▸ Task brief:
Which lines in the data below contain the string "Query"? Identify and copy each one; case counts.

▸ Input material:
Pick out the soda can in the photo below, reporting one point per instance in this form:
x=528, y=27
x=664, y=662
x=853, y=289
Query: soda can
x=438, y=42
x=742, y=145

...

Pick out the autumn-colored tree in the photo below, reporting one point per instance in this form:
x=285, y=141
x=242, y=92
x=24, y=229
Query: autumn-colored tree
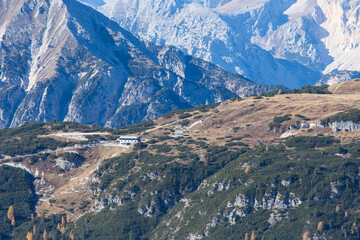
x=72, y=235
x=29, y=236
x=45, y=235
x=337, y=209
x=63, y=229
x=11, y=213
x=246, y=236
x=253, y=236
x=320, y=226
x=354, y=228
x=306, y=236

▸ Correct result:
Query: soda can
Query: autumn-colored tree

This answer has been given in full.